--- YOUR INSTRUCTIONS ---
Switch "shawl" to "scarf" in the listing lines that begin at the one containing "If you could identify the woman in" and run through the end of the listing. Give back only those lines, with nothing else altered.

::::::::::

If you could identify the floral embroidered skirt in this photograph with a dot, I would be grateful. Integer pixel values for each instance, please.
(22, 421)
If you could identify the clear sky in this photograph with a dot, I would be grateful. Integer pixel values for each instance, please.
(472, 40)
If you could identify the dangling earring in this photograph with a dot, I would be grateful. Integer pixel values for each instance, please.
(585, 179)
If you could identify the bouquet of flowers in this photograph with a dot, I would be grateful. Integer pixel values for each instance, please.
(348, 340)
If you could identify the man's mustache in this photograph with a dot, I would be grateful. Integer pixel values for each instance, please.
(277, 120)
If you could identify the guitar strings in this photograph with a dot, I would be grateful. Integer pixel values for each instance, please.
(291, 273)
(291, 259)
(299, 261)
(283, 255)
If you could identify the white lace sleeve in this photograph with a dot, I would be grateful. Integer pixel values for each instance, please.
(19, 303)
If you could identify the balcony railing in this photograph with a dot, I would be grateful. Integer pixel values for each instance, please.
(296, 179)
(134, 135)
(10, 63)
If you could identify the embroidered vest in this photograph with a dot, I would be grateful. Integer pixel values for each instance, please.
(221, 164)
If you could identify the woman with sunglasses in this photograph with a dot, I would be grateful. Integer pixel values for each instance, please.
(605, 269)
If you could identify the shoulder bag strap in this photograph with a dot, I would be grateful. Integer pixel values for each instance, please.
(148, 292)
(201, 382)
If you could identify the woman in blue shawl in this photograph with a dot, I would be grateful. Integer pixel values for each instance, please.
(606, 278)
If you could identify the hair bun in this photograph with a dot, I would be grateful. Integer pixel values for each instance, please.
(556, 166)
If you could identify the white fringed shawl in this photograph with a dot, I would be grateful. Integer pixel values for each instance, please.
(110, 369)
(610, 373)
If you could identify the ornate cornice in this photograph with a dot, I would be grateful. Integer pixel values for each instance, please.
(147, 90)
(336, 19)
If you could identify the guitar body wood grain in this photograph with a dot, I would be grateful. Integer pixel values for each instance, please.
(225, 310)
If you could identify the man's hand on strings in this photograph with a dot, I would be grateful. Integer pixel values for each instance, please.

::::::::::

--- SOLUTION TO THIS EXERCISE ---
If you could identify the woman in blue scarf in this photograph with a dot, I would be grateful. Integer pixel values for each instance, please.
(606, 278)
If you could identify the hair bun in this photograph with a dot, I would be grateful. Integer pixel values for each instance, please.
(556, 166)
If you could identify the white fringed scarf in this photograph with a dot, I would be grateful. Integer pixel values for each instance, please.
(110, 369)
(610, 373)
If you could identify the ornate cornice in this photograph with a dot, I would be grateful. Integer pixel values for each instance, please.
(147, 90)
(336, 19)
If you could identify the guitar body wood grain in this photograph with a dot, I would be grateful. Integer pixel values for each instance, please.
(225, 310)
If you could identify the man's hand on strings in this photograph with a dot, I would be grateful. Integer pixel values for each instance, please.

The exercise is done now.